### Source
□ □ □ □ □ □ □
I think the lack of real-time data collection is likely what doomed the commercial stream-processing systems. Their customers were still doing file-oriented, daily batch processing for ETL and data integration. Companies building stream processing systems focused on providing processing engines to attach to real-time data streams, but it turned out that at the time very few people actually had real-time data streams. Actually, very early at my career at LinkedIn, a company tried to sell us a very cool stream processing system, but since all our data was collected in hourly files at that time, the best application we could come up with was to pipe the hourly files into the stream system at the end of the hour! They noted that this was a fairly common problem. The exception actually proves the rule here: finance, the one domain where stream processing has met with some success, was exactly the area where real-time data streams were already the norm and processing had become the bottleneck.
Even in the presence of a healthy batch processing ecosystem, I think the actual applicability of stream processing as an infrastructure style is quite broad. I think it covers the gap in infrastructure between real-time request/response services and offline batch processing. For modern internet companies, I think around 25% of their code falls into this category.
It turns out that the log solves some of the most critical technical problems in stream processing, which I’ll describe, but the biggest problem that it solves is just making data available in real-time multi-subscriber data feeds. For those interested in more details, we have open sourced Samza, a stream processing system explicitly built on many of these ideas. We describe a lot of these applications in more detail in the documentation here.
Data flow graphs
The most interesting aspect of stream processing has nothing to do with the internals of a stream processing system, but instead has to do with how it extends our idea of what a data feed is from the earlier data integration discussion. We discussed primarily feeds or logs of primary data—the events and rows of data produced in the execution of various applications. But stream processing allows us to also include feeds computed off other feeds. These derived feeds look no different to consumers then the feeds of primary data from which they are computed. These derived feeds can encapsulate arbitrary complexity.
Let’s dive into this a bit. A stream processing job, for our purposes, will be anything that reads from logs and writes output to logs or other systems. The logs they use for input and output join these processes into a graph of processing stages. Indeed, using a centralized log in this fashion, you can view all the organization’s data capture, transformation, and flow as just a series of logs and processes that write to them.
A stream processor need not have a fancy framework at all: it can be any process or set of processes that read and write from logs, but additional infrastructure and support can be provided for helping manage processing code.
□ □ □ □ □ □ □
### Dataset records
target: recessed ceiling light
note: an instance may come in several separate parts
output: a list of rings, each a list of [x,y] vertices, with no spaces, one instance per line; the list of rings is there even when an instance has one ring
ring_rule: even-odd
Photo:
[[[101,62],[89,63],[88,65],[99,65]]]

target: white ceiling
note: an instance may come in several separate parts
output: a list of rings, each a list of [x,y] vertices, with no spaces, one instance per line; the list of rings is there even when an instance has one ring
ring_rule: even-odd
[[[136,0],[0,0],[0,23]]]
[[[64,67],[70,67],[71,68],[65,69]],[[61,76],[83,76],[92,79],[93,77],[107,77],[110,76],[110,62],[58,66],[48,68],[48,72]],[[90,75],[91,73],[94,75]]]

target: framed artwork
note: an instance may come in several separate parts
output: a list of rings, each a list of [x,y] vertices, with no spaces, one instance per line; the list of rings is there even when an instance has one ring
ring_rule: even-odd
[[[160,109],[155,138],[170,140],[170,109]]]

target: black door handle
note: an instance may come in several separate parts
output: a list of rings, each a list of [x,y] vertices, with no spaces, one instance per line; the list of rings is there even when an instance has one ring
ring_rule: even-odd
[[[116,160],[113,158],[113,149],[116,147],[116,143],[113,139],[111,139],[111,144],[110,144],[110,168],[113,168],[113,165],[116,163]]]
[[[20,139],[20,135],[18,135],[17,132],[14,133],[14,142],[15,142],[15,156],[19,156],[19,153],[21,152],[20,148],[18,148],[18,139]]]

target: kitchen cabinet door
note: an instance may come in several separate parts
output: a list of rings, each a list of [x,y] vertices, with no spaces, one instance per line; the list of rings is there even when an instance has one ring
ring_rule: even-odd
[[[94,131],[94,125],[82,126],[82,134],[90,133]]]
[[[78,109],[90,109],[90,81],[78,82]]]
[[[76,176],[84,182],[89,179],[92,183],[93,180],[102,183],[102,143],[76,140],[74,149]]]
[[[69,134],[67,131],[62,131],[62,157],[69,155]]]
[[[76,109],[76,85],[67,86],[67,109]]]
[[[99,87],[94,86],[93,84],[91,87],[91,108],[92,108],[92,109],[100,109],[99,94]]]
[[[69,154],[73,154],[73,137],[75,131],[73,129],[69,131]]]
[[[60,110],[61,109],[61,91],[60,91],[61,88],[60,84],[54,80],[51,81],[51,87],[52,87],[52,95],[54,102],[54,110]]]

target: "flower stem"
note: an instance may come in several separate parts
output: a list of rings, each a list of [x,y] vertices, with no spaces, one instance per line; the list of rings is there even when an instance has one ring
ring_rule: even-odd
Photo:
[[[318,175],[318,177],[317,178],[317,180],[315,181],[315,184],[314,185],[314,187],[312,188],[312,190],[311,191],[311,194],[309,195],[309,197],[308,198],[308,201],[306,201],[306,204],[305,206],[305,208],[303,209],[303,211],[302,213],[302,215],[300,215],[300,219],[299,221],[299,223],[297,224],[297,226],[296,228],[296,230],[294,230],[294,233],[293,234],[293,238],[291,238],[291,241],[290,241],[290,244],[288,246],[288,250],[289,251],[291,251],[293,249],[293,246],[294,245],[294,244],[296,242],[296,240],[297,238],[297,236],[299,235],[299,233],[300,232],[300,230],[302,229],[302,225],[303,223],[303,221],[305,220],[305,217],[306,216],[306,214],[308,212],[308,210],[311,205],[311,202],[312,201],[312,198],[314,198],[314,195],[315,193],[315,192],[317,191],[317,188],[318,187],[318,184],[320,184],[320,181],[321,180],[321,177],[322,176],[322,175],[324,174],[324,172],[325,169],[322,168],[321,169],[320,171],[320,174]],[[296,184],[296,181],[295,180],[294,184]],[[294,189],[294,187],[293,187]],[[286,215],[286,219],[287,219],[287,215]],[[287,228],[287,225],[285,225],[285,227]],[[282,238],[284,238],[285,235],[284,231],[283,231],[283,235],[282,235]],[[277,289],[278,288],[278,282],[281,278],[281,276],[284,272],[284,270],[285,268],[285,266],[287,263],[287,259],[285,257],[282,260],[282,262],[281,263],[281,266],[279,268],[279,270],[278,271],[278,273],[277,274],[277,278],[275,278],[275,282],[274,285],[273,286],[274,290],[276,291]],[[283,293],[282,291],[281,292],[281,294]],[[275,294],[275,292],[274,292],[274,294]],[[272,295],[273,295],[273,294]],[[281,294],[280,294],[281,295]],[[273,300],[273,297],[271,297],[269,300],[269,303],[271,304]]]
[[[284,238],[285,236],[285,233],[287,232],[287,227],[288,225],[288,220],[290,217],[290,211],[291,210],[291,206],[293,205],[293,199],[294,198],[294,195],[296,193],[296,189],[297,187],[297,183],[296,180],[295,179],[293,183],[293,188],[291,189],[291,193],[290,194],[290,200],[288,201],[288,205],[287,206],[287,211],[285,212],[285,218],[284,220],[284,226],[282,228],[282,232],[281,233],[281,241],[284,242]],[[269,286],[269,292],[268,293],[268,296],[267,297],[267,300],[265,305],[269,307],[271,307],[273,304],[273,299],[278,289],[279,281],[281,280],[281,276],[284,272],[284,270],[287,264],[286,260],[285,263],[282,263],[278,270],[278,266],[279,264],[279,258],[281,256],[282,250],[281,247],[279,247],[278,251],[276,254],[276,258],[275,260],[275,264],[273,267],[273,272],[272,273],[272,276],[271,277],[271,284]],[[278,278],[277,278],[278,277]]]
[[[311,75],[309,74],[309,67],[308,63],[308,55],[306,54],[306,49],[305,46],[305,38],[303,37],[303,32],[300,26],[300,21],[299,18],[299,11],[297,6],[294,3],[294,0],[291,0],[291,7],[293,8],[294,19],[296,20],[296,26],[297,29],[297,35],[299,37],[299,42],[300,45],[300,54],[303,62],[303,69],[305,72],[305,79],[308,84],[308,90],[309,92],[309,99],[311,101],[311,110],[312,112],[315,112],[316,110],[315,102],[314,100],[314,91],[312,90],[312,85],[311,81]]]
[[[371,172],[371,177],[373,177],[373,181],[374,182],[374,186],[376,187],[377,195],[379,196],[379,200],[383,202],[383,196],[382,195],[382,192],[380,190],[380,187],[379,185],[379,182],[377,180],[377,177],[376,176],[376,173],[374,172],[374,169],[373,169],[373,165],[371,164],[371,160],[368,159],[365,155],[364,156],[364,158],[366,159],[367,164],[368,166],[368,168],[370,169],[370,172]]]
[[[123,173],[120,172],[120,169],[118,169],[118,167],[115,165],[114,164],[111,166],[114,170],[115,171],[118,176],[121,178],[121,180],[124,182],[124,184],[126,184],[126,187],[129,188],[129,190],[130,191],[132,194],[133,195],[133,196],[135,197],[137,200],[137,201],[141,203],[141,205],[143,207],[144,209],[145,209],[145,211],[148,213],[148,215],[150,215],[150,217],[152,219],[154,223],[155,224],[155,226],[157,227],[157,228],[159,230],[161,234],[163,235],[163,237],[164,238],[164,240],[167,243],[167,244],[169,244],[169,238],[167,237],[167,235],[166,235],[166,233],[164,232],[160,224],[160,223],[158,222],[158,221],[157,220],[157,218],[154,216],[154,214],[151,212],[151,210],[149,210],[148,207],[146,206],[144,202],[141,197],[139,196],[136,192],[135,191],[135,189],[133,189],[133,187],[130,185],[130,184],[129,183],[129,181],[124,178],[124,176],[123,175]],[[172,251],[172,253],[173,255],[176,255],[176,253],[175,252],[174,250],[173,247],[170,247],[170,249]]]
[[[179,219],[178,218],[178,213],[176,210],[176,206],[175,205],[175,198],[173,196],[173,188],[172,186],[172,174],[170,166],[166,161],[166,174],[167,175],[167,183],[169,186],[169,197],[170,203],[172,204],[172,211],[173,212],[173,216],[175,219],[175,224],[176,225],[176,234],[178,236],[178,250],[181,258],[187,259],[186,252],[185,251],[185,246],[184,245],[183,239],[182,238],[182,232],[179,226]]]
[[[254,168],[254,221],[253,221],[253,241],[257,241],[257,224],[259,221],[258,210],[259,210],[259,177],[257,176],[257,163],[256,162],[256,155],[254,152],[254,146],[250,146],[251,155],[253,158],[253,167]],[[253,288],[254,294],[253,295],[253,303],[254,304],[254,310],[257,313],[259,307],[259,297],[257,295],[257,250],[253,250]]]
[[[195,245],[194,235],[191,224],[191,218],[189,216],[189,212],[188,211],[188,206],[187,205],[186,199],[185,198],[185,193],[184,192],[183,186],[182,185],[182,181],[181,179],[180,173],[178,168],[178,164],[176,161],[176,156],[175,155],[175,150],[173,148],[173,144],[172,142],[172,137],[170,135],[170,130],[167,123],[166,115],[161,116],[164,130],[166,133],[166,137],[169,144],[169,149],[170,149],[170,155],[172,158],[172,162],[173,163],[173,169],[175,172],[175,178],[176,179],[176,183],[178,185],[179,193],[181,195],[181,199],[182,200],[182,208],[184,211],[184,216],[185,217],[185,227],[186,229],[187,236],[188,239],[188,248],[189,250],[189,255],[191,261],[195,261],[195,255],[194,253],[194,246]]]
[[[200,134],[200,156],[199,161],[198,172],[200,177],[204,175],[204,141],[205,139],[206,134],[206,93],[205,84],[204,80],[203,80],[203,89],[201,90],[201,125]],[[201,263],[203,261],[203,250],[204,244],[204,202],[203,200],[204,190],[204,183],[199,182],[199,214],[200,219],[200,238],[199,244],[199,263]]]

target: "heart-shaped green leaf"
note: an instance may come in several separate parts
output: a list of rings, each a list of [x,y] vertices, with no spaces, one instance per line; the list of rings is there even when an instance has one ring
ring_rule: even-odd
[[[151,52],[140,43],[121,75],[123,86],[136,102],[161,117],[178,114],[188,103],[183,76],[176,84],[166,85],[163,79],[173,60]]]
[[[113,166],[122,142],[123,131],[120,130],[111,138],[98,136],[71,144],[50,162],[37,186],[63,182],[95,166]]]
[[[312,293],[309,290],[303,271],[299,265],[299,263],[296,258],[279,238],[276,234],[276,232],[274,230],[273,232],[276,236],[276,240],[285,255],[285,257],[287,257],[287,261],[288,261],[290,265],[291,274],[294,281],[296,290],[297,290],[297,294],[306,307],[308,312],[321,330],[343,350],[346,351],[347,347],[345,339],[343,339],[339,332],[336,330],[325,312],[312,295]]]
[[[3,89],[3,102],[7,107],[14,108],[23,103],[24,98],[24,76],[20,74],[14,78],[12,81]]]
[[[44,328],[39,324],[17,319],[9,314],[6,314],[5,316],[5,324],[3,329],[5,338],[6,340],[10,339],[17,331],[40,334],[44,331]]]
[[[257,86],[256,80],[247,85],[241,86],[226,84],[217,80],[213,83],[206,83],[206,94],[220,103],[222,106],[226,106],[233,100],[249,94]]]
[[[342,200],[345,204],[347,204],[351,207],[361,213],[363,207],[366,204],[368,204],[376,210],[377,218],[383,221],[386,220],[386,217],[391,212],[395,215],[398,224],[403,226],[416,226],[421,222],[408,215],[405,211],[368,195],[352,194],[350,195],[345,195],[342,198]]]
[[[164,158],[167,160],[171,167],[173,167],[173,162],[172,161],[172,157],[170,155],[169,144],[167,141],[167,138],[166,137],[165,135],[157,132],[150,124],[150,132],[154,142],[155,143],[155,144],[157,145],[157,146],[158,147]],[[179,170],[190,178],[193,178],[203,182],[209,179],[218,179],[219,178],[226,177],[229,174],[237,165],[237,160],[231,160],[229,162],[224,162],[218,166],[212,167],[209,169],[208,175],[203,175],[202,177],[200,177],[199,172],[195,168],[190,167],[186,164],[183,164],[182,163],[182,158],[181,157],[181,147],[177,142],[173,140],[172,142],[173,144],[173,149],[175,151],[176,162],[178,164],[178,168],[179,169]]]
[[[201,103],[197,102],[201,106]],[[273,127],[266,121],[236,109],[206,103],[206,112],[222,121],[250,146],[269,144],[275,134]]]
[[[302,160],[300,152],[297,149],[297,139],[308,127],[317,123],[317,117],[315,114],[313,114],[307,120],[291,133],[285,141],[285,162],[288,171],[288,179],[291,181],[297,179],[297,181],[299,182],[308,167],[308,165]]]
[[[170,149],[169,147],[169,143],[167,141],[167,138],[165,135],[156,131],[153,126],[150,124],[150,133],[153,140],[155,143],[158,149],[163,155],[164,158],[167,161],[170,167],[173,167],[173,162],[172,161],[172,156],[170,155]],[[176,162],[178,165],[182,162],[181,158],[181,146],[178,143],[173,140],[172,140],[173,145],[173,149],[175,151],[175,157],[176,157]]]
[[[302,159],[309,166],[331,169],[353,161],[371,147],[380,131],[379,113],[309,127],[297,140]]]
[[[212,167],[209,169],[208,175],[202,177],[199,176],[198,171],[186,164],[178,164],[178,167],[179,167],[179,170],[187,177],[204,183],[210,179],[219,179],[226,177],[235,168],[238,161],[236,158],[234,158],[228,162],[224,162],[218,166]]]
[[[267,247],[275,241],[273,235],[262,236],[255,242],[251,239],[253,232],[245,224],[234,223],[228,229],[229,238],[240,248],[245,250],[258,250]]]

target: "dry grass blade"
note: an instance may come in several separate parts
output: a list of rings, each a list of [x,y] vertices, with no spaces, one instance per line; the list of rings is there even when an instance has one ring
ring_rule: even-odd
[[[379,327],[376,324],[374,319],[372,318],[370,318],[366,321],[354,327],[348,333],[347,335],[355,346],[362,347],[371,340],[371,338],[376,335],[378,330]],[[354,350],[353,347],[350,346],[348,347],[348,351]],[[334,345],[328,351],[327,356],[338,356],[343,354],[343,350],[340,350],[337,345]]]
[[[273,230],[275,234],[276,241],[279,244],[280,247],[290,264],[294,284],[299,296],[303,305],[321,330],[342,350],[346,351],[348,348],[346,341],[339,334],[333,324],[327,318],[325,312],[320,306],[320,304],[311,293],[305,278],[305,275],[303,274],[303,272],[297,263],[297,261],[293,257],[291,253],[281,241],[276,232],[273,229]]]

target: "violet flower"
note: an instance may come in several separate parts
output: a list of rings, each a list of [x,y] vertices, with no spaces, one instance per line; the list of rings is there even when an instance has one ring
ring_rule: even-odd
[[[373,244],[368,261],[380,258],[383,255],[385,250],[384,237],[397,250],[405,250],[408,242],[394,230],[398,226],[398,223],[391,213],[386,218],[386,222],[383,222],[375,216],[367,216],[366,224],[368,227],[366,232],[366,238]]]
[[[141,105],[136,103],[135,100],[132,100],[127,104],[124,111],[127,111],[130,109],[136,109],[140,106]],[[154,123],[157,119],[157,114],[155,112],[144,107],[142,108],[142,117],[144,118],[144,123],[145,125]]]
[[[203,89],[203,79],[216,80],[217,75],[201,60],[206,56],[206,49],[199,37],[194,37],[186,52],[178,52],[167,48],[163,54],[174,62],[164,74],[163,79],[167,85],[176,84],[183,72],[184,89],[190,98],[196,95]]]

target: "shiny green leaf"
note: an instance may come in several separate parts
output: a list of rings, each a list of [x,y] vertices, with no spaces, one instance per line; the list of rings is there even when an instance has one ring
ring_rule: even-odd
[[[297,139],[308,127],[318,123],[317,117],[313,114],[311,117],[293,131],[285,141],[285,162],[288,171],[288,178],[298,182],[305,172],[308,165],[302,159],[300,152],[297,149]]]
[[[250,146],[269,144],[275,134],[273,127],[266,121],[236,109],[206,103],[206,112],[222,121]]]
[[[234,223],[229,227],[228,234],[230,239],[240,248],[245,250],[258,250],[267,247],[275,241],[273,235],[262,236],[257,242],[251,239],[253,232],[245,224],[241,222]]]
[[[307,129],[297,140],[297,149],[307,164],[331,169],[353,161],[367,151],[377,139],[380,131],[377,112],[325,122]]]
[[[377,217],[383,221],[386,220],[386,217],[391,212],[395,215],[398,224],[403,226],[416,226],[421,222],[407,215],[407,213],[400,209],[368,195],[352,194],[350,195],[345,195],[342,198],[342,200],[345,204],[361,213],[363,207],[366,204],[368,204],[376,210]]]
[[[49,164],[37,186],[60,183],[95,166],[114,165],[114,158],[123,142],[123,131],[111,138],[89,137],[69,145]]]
□ □ □ □ □ □ □
### Task set
1) Rewrite the records from the first line through the line with "[[[101,62],[89,63],[88,65],[99,65]]]", changing "recessed ceiling light" to "ceiling downlight" and leaving everything else as it is.
2) Carry on the passage about stream processing and logs from the point where it stops.

### Exercise responses
1)
target: ceiling downlight
note: an instance may come in several separate parts
output: a list of rings, each a list of [x,y] vertices, with no spaces, one instance per line; the list of rings is there even when an instance has one ring
ring_rule: even-odd
Photo:
[[[101,62],[89,63],[88,65],[99,65]]]

2)
The purpose of the log in the integration is two-fold.
First, it makes each dataset multi-subscriber and ordered. Recall our “state replication” principle to remember the importance of order. To make this more concrete, consider a stream of updates from a database—if we re-order two updates to the same record in our processing we may produce the wrong final output. This order is more permanent than what is provided by something like TCP as it is not limited to a single point-to-point link and survives beyond process failures and reconnections.
Second, the log provides buffering to the processes. This is very fundamental. If processing proceeds in an unsynchronized fashion it is likely to happen that an upstream data producing job will produce data more quickly than another downstream job can consume it. When this occurs processing must block, buffer or drop data. Dropping data is likely not an option; blocking may cause the entire processing graph to grind to a halt. The log acts as a very, very large buffer that allows process to be restarted or fail without slowing down other parts of the processing graph. This isolation is particularly important when extending this data flow to a larger organization, where processing is happening by jobs made by many different teams. We cannot have one faulty job cause back-pressure that stops the entire processing flow.
Both Storm and Samza are built in this fashion and can use Kafka or other similar systems as their log.
Stateful Real-Time Processing
Some real-time stream processing is just stateless record-at-a-time transformation, but many of the uses are more sophisticated counts, aggregations, or joins over windows in the stream. One might, for example, want to enrich an event stream (say a stream of clicks) with information about the user doing the click—in effect joining the click stream to the user account database. Invariably, this kind of processing ends up requiring some kind of state to be maintained by the processor: for example, when computing a count, you have the count so far to maintain. How can this kind of state be maintained correctly if the processors themselves can fail?
The simplest alternative would be to keep state in memory. However if the process crashed it would lose its intermediate state. If state is only maintained over a window, the process could just fall back to the point in the log where the window began. However, if one is doing a count over an hour, this may not be feasible.
An alternative is to simply store all state in a remote storage system and join over the network to that store. The problem with this is that there is no locality of data and lots of network round-trips.
How can we support something like a “table” that is partitioned up with our processing?
Well recall the discussion of the duality of tables and logs. This gives us exactly the tool to be able to convert streams to tables co-located with our processing, as well as a mechanism for handling fault tolerance for these tables.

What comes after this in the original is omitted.